Sean "Diddy" Combs, right, turns to look at the courtroom during jury...

Sean "Diddy" Combs, right, turns to look at the courtroom during jury selection at Manhattan federal court Monday. Credit: AP/Elizabeth Williams

Music mogul Sean "Diddy" Combs may be a demanding boss and a terrible boyfriend but he’s hardly the international head of a criminal organization that Manhattan federal prosecutors charge, his lawyer said.

That was the argument Combs' defense lawyer made to the jury Monday as his racketeering and sex trafficking trial began.

Combs, who built his music career into a billion-dollar multinational clothing, entertainment and liquor brand, facilitated a racketeering enterprise he used to coerce women into days-long sex binges called "freak offs," threatening their careers, public humiliation and physical violence if they did not go along, prosecutors said.

Music mogul and entrepreneur Sean "Diddy" Combs arrives at the...

Music mogul and entrepreneur Sean "Diddy" Combs arrives at the Billboard Music Awards, May 15, 2022, in Las Vegas. Credit: AP/Jordan Strauss

He’s also been charged with sex trafficking and transporting persons for prostitution.

   WHAT NEWSDAY FOUND

  • The jury heard opening arguments in the Sean Combs racketeering and sex trafficking case on Monday
  • Jurors saw a 2016 video of Combs beating his then-girlfriend Cassie Ventura in a hotel hallway
  • His defense lawyer told the jury they may not like Combs' behavior, but he did not run a criminal enterprise.

DATA SECTION
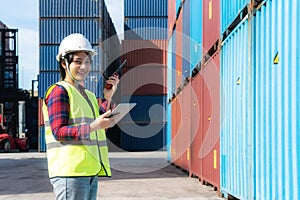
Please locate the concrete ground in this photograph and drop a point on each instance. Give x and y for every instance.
(143, 175)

GIVEN PROBLEM
In the article on the Sean Combs trial, what name did prosecutors give the days-long sex binges?

ANSWER TO THE PROBLEM
"Freak offs."